━━━ GIVEN TEXT

I have some rough intuitions about the purpose of MIRI's agent foundations agenda, and I'd like to share them here. (Note: I have not discussed these with MIRI, and these should not be taken to be representative of MIRI's views.)
I think there's a common misconception that the goal of agent foundations is to try building an AGI architected with a decision theory module, a logical induction module, etc. In my mind, this is completely not the point, and my intuitions say that approach is doomed to fail.
I interpret agent foundations as being more about providing formal specifications of metaphilosophical competence, to:
- directly extend our understanding of metaphilosophy, by adding conceptual clarity to important notions we only have fuzzy understandings of. (Will this agent fall into epistemic pits? Are its actions low-impact? Will it avoid catastrophes?) As an analogy, formally defining mathematical proofs constituted significant progress in our understanding of mathematical logic and mathematical philosophy.
- allow us to formally verify whether a computational process will satisfy desirable metaphilosophical properties, like those mentioned in the above parenthetical. (It seems perfectly fine for these processes to be built out of illegible components, like deep neural nets—while that makes them harder to inspect, it doesn't preclude us from making useful formal statements about them. For example, in ALBA, it would help us make formal guarantees that distilled agents remain aligned.)

━━━━━━
━━━ RECORD SET

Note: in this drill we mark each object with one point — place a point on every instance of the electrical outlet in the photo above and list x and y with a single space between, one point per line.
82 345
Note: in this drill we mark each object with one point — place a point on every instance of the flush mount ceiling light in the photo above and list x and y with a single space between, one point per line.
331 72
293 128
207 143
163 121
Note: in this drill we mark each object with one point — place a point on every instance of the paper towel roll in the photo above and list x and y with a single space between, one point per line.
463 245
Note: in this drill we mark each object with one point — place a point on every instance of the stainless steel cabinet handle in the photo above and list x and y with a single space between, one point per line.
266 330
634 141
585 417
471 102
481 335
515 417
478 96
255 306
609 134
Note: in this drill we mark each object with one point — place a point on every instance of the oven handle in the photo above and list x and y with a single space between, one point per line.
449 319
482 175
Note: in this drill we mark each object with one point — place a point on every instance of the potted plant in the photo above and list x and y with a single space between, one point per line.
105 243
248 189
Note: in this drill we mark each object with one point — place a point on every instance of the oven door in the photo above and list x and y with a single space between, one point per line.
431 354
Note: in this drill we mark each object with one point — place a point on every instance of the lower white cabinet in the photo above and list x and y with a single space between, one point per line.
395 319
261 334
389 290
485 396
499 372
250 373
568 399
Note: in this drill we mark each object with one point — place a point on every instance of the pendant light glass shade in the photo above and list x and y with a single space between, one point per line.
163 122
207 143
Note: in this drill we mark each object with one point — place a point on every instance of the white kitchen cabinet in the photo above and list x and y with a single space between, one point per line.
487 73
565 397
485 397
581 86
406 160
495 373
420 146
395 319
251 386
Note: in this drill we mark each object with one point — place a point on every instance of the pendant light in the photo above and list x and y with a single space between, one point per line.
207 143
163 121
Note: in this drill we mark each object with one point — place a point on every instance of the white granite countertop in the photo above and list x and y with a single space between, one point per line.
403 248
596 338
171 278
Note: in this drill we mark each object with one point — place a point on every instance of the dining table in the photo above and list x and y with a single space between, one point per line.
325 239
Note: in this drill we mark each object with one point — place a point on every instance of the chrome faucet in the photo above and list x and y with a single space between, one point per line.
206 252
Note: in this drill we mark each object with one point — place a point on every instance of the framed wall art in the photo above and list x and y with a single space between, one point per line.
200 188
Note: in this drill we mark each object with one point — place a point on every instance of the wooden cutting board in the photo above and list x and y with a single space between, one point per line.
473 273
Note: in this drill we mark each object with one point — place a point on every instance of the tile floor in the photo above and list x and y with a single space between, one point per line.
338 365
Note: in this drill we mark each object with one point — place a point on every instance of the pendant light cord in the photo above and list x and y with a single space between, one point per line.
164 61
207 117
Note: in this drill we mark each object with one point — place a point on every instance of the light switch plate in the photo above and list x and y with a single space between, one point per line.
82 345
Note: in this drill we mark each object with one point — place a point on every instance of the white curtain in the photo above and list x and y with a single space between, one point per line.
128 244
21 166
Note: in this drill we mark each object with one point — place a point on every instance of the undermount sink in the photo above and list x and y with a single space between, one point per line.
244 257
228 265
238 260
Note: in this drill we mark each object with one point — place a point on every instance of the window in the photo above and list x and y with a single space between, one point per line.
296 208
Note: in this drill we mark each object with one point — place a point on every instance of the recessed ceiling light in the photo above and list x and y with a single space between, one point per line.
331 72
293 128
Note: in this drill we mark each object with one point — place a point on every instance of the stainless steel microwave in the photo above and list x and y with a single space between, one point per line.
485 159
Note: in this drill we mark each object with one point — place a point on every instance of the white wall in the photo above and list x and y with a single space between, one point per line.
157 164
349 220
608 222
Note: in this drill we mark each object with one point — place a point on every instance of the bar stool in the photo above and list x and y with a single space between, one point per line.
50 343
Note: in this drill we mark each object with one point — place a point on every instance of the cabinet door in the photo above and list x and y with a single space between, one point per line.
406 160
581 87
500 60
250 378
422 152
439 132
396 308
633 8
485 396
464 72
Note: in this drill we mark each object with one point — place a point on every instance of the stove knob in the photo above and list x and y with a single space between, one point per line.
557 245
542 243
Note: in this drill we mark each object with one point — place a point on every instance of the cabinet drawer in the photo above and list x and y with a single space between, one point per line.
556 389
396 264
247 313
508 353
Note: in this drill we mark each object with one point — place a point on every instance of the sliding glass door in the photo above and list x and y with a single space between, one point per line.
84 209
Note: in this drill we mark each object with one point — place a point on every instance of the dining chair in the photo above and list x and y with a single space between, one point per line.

━━━━━━

PARTS OF THE EXERCISE ▸
• A. Write out the part of the agenda text between "I have some" and "doomed to fail.", inclusive.
• B. Resume the text on MIRI's agent foundations agenda from where it stops.

OUTPUTS BY TASK ▸
• A.
I have some rough intuitions about the purpose of MIRI's agent foundations agenda, and I'd like to share them here. (Note: I have not discussed these with MIRI, and these should not be taken to be representative of MIRI's views.)
I think there's a common misconception that the goal of agent foundations is to try building an AGI architected with a decision theory module, a logical induction module, etc. In my mind, this is completely not the point, and my intuitions say that approach is doomed to fail.

• B.
I want to explore logical induction as a case study. I think the important part about logical induction is the logical induction criterion, not the algorithm implementing it. I've heard the implementation criticized for being computationally intractable, but I see its primary purpose as showing the logical induction criterion to be satisfiable at all. This elevates the logical induction criterion over all the other loose collections of desiderata that may or may not be satisfiable, and may or may not capture what we mean by logical uncertainty. If we were to build an actual aligned AGI, I would expect its reasoning process to satisfy the logical induction criterion, but not look very much like the algorithm presented in the logical induction paper.
I also think the logical induction criterion provides an exact formalization—a necessary AND sufficient condition—of what it means to not get stuck in any epistemic pits in the limit. (The gist of this intuition: epistemic pits you're stuck in forever correspond exactly to patterns in the market that a trader could exploit forever, and make unbounded profits from.) This lets us formalize the question "Does X reasoning process avoid permanently falling into epistemic pits?" into "Does X reasoning process satisfy the logical induction criterion?"
"Adding conceptual clarity" is a key motivation, but formal verification isn't a key motivation.
The point of things like logical induction isn't "we can use the logical induction criterion to verify that the system isn't making reasoning errors"; as I understand it, it's more "logical induction helps move us toward a better understanding of what good reasoning is, with a goal of ensuring developers aren't flying blind when they're actually building good reasoners".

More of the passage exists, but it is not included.